*** RECORD EXTRACTS ***
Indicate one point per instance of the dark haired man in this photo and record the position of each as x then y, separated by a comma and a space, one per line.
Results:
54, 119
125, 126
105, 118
***
• WHAT IS BEING ASKED: Reproduce every entry above verbatim, including each of its result lines.

• RESULT BELOW:
Indicate one point per instance of the dark haired man in this photo and record the position of each as x then y, separated by a comma and a space, one per line.
Results:
54, 119
125, 126
105, 118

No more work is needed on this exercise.